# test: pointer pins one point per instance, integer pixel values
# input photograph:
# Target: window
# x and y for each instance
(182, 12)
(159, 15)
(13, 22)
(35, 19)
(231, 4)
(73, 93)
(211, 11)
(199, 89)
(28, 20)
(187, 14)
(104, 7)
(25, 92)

---*---

# Problem
Show every line of the listing above that contains the string "instance", with case counting.

# Result for this task
# test: pointer pins one point per instance, integer pixel values
# x and y for each instance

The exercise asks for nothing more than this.